> Exercícios:
• 1. Reescreva em forma de lista o parágrafo do texto que começa com "Com um grande senso de humor", mantendo os fatos principais.
• 2. Cite literalmente o texto, de "Com um grande" até "em determinadas ideias.", incluindo tudo o que estiver entre esses dois pontos.

> Trecho para leitura:
□ □ □ □ □ □ □
Por
Guilherme
“Você me diz que o Pé-Grande existe, e eu
digo: ‘legal, onde está o corpo?’; você me diz que descobriu a cura para a
AIDS, e eu te pergunto: ‘ótimo, mostre-me seus resultados’; você me diz que foi
abduzido por alienígenas, e eu digo: ‘legal, posso ver o que você trouxe da nave?’”
O
espírito cético esteve presente na conferência apresentada pelo psicólogo e
historiador da ciência Michael Shermer no Fronteiras
do Pensamento. Espírito no sentido de “ideia, essência”, claro, pois o
espírito tradicionalmente concebido pelas pessoas é, na opinião de Shermer, o
próprio cérebro.
Com um grande senso de humor e um
raciocínio claro, Shermer apresentou suas ideias sobre como as pessoas formam
seu sistema de crenças, assunto que o autor trata em seu último livro publicado
aqui no Brasil, Cérebro & Crença: de
fantasmas e deuses à política e às conspirações – como nosso cérebro constrói
nossas crenças e as transforma em verdades (JSN, 2012). Baseando-se em
estudos de psicologia e neurociência, Shermer argumentou que nosso cérebro é
moldado para gerar crenças, juntando fatos e informações sensoriais desconexos,
que resultam no absurdo de aceitar bobagens como a clarividência. Depois que
começamos a acreditar em algo, elaboramos explicações para justificar isso, e
assim mantemos nossa convicção em determinadas ideias.
□ □ □ □ □ □ □
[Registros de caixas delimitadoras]

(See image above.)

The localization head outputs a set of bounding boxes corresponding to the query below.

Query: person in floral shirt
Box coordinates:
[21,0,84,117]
□ □ □ □ □ □ □
> Exercício resolvido:
• 1.
- Com humor e raciocínio claro, Shermer expôs suas ideias sobre como as pessoas formam seu sistema de crenças.
- Esse é o assunto de seu último livro publicado no Brasil, Cérebro & Crença (JSN, 2012).
- Com base em estudos de psicologia e neurociência, ele argumentou que nosso cérebro é moldado para gerar crenças ao juntar fatos e informações sensoriais desconexos.
- Isso leva ao absurdo de aceitar bobagens como a clarividência.
- Depois que passamos a acreditar em algo, criamos explicações para justificar a crença e assim mantemos nossa convicção.

• 2.
Com um grande senso de humor e um
raciocínio claro, Shermer apresentou suas ideias sobre como as pessoas formam
seu sistema de crenças, assunto que o autor trata em seu último livro publicado
aqui no Brasil, Cérebro & Crença: de
fantasmas e deuses à política e às conspirações – como nosso cérebro constrói
nossas crenças e as transforma em verdades (JSN, 2012). Baseando-se em
estudos de psicologia e neurociência, Shermer argumentou que nosso cérebro é
moldado para gerar crenças, juntando fatos e informações sensoriais desconexos,
que resultam no absurdo de aceitar bobagens como a clarividência. Depois que
começamos a acreditar em algo, elaboramos explicações para justificar isso, e
assim mantemos nossa convicção em determinadas ideias.